出題内容: 亀井静香氏の講演を伝える記事を、「小泉再選への永田町での基礎票」を含む語句から書き始め、「ぜい110票ぐらいでしょう。」の後で止めて、一字も変えずに書き写してください。

提示テキスト:

>>

異業種交流組織、毎日21正規フォーラムの第25会例会が8月29日、大阪市のホテルニューオータニ大阪で開かれ、自民党総裁選に立候補予定の同党前政調会長、亀井静香氏が講演した。政局の焦点である総裁選候補者とあって関心は高く、過去最高の約300人が出席。取材のテレビカメラが並ぶ中、亀井氏は総裁選にかける意気込みと、景気重視の経済政策への転換など自らの政策を熱っぽく訴えた。 (山口透、写真・国平雅宏)


対米従属でなく対等に

[ 2、3位連合 ]

 総裁選は天の与えたチャンス。国民投票で総理が決まるならやっかいだが、党員選挙という狭い土壌の中での勝負を経ないと総理にはなれない。9月20日にはきっちりします。
 小泉再選への永田町での基礎票は森、山崎、旧加藤派が全部行っても100票余。青木さん(幹雄氏、自民党参院幹事長)が支持するといっても参院平成研(橋本派)の票はほとんど行かないでしょう。小泉政権が3年続いたらどうなるか、このまま来年の参院選を迎えたらどうなるかは、国会議員が一番分かっている。(小泉純一郎首相の国会議員票は)せいぜい110票ぐらいでしょう。

<<

[データセットの行]
>>

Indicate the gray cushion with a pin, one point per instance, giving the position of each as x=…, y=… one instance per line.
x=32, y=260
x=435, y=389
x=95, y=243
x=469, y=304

<<

完成した解答:
小泉再選への永田町での基礎票は森、山崎、旧加藤派が全部行っても100票余。青木さん(幹雄氏、自民党参院幹事長)が支持するといっても参院平成研(橋本派)の票はほとんど行かないでしょう。小泉政権が3年続いたらどうなるか、このまま来年の参院選を迎えたらどうなるかは、国会議員が一番分かっている。(小泉純一郎首相の国会議員票は)せいぜい110票ぐらいでしょう。